● **Aufgabe 1**
Fasse den Artikel über die Superblocks in Barcelona in zwei Sätzen zusammen.
● **Aufgabe 2**
Setze den Artikel über die Superblocks in Barcelona nach seinem letzten Satz fort.

● **Textauszug**

In Barcelona entsteht eine der grössten Fussgängerzonen Europas

Felix Schindler /  Die Bürgermeisterin von Barcelona will das Auto aus dem bevölkerungsreichsten Stadtteil zurückdrängen.

Sie heissen Superblocks – oder, auf katalanisch, Superilles. Und sie sollen Barcelona zu einer besseren Stadt machen. Superilles bestehen in der Regel aus neun Häuserblocks. Zwischen den Häusern werden die Strassen mit Bäumen und Sitzgelegenheiten ausgestattet, die Kreuzungen dienen als öffentliche Plätze und der ganze Block ist für den Durchgangsverkehr gesperrt.

Am Mittwoch gab Barcelonas Bürgermeisterin Ada Colau bekannt, dass im bevölkerungsreichsten Stadtteil Eixample in den kommenden zehn Jahren Superilles flächendeckend realisiert werden sollen. Eixample wird so zu einer riesigen Fussgängerzone mit einem Netz aus grünen Achsen. Wenn Colaus Pläne nicht am Widerstand der Autolobby scheitern, wird in Eixample von überall her ein Platz oder ein Park in einer Minute Gehdistanz erreichbar sein.


Die Zahl der Autostrassen im bevölkerungsreichsten Quartier Barcelonas wird radikal reduziert. (Ajuntament de Barcelona). Etwas grössere Auflösung hier.

Laut dem Nachrichtenportal «Bloomberg» handelt es sich beim Plan um einen der gründlichsten Umbauten einer europäischen Grossstadt in diesem Jahrhundert. Der Stadtteil Eixample entstand im 19. Jahrhundert auf dem Reissbrett, der Bauingenieur Ildefons Cerdà konzipierte einen Raster aus quadratischen Wohnblocks mit einer Kantenlänge von 133 Metern und einem Abstand von jeweils 20 Metern. Ab den 1960er-Jahren wurden diese Zwischenräume der Automobilität preisgegeben. Heute dient der Raum zwischen den Häusern als Verbindung zwischen dem einen Ende der Stadt und dem anderen. Doch Autos, die mit 50 km/h zwischen Häusern hindurchfahren, trennen das eigene Haus von dem des Nachbarn. Autos beanspruchen 60 Prozent der Verkehrsfläche in Barcelona, bewältigen aber nur 20 Prozent der Mobilität. 350’000 Autos fahren täglich durch den Bezirk hindurch, die Grenzwerte für Stickstoffdioxid- oder Feinstaubbelastung werden praktisch zu jeder Zeit überschritten.

Diese Annexion von öffentlichem Raum durch das Automobil soll nun rückgängig gemacht werden. Autos von Anwohnern und Lieferverkehr sind in den Superilles gestattet, bei einer Höchstgeschwindigkeit von 10 km/h. Im Superblock gehört die Strasse den Bewohnern, als Lebensraum, zur Erweiterung des Wohnzimmers, als Spiel- und Sportplatz, als Weg zum nächsten Lebensmittelgeschäft. Die Fussgänger gehen dort, wo sie auch der Bauingenieur Cerdà vor 150 Jahren vorgesehen hatte: wo sie wollen. Und damit stellen die Superblocks möglicherweise das radikalste Konzept in der zeitgenössischen Stadtplanung dar. Die Deutung der Strasse als Lebensraum ist im Superblock die Regel, nicht die Ausnahme wie fast überall sonst auf der Welt.

● **Datenzeilen**
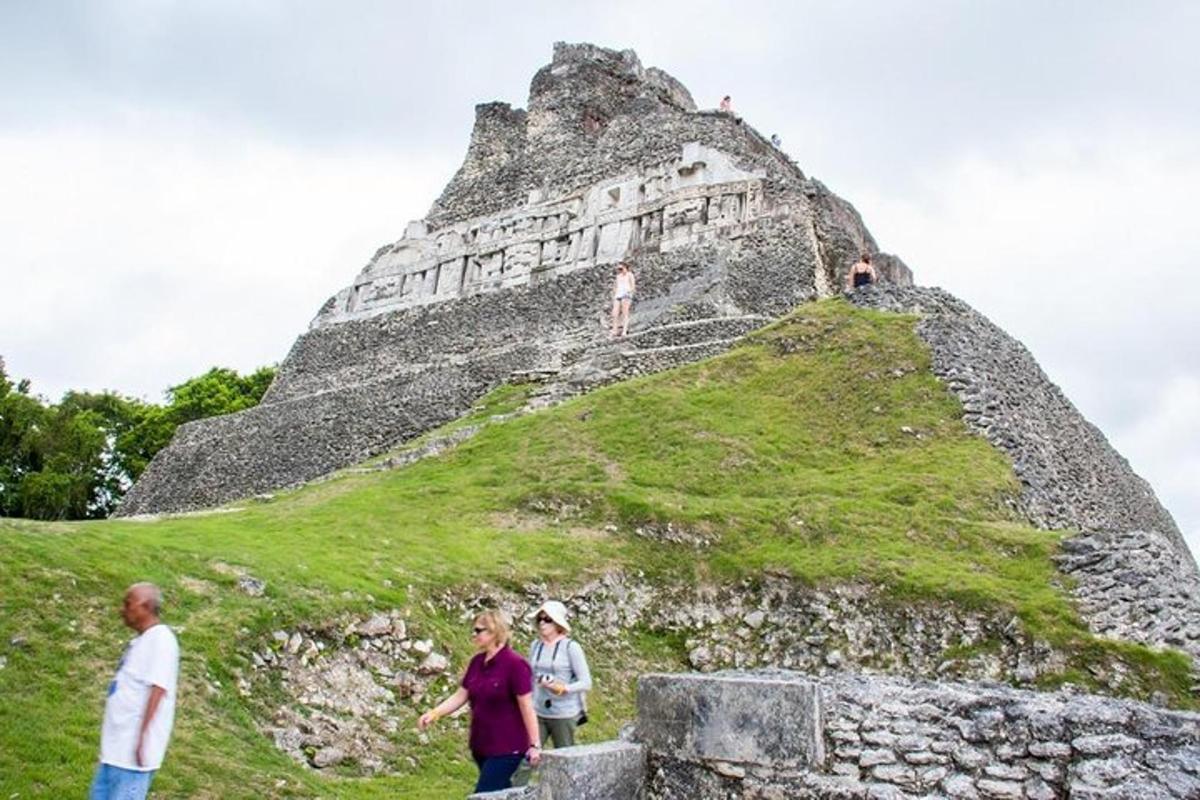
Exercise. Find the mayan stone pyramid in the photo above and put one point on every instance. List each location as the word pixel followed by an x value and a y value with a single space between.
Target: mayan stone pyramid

● **Richtige Lösung 1**
Barcelonas Bürgermeisterin Ada Colau will im bevölkerungsreichsten Stadtteil Eixample in den kommenden zehn Jahren flächendeckend Superilles realisieren, also Blocks aus in der Regel neun Häuserblocks, die für den Durchgangsverkehr gesperrt sind und deren Strassen mit Bäumen und Sitzgelegenheiten ausgestattet werden. Damit soll das Auto zurückgedrängt werden, das heute 60 Prozent der Verkehrsfläche beansprucht, aber nur 20 Prozent der Mobilität bewältigt, denn in den Superilles dürfen nur noch Anwohner und Lieferverkehr mit höchstens 10 km/h fahren.

● **Richtige Lösung 2**
Kreuzungen werden zu Plätzen umgestaltet. (Ajuntament de Barcelona)

21 Strassenkreuzungen werden zu öffentlichen Plätzen umgestaltet, jede dritte Strasse wird begrünt. 80 Prozent der Strassenfläche soll von Bäumen beschattet werden, 20 Prozent des Belags sollen durchlässig sein, um Niederschläge und Hochwasser besser abzuleiten. Das Projekt wird 2022 starten, die Bevölkerung wird in die Detailplanung einbezogen. Die Kosten: 38 Millionen Euro. Ungefähr so viel kostet in der Schweiz ein Stück Autobahn von 400 Metern Länge.

Die Idee der Superilles ist nicht neu, die erste wurde in den 90er-Jahren nahe der Basílica de Santa Maria del Mar im Zentrum der Stadt realisiert. Doch erst mit der Wahl von Ada Colau als Bürgermeisterin im Jahr 2015 rückten die Superilles in den Fokus der Stadtplanung. Barcelona sperrte die ersten Strassen mit Blumentöpfen, pinselte Sportplätze auf den Asphalt und stellte Picknick-Tische auf. Der Umbau der Stadt erfolgte praktisch ohne Bagger und Beton.


Der Umbau der Plätze erfolgte nicht mit Stahl und Beton, sondern mit Farbe und Campingtischen. (Ajuntament de Barcelona)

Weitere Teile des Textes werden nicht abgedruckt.